● Texto presentado:
**********

NOS VEMOS ALLÁ ARRIBA

Nos vemos allá arriba_150x230Pierre Lemaitre, 2013

 

Nos encontramos frente a una obra de vasto alcance, ambientada al final de la Gran Guerra, en la cual perecieron millones de soldados, cuando aún la vida les sonreía, en plena juventud y sin tener una idea clara de las razones por las cuales combatían. Les hablaban de “fidelidad, lealtad, sentido del deber y chorradas por el estilo”, según expresión del autor, y a cambio se les exigía nada menos que su vida.

A lo largo de las vicisitudes de tres sobrevivientes, nos adentramos en un mundo de horror, no solo en lo que respecta a los hechos bélicos, sino a las consecuencias de estos una vez terminado el conflicto… ¿Terminado para los excombatientes? Nada de eso. Comienza entonces el drama de los sobrevivientes de la gran carnicería, desmovilizados, sin trabajo, sin dinero y agobiados por los traumas que la durísima experiencia vivida les dejó como secuela, pues habían visto la guerra, no a través de las noticias de prensa, sino cara a cara, en el propio campo de batalla.

**********

● Contenido del listado:
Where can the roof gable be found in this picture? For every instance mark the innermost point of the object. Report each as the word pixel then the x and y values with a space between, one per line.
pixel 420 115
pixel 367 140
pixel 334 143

**********

● Tareas propuestas:
- 1) Transcribe sin cambios el pasaje de la reseña de Nos vemos allá arriba que comienza en "Nos encontramos frente" y termina en "que su vida.".
- 2) Prolonga la reseña de Nos vemos allá arriba escribiendo lo que vendría tras su última oración.

● Soluciones:
- 1)
Nos encontramos frente a una obra de vasto alcance, ambientada al final de la Gran Guerra, en la cual perecieron millones de soldados, cuando aún la vida les sonreía, en plena juventud y sin tener una idea clara de las razones por las cuales combatían. Les hablaban de “fidelidad, lealtad, sentido del deber y chorradas por el estilo”, según expresión del autor, y a cambio se les exigía nada menos que su vida.

- 2)
Estos tres sobrevivientes son: el teniente Henri d’Aulnay-Pradelle, hombre sin escrúpulos que pasa por héroe de guerra, pero al que solamente le interesan su ascenso, las medallas y el dinero, pues se trata de un aristócrata venido a menos, que quiere recuperar para su familia el esplendor pasado; Édouard Péricourt, joven de familia rica, hijo del multimillonario Marcel Péricourt, inclinado al arte (para el cual tiene muy buenas aptitudes), de sexualidad equívoca, a quien su padre rechaza precisamente por esa circunstancia; y Albert Maillard, joven apocado, lleno de dudas e indecisiones, pero con un gran sentido del honor, del honor bien entendido, y de la gratitud.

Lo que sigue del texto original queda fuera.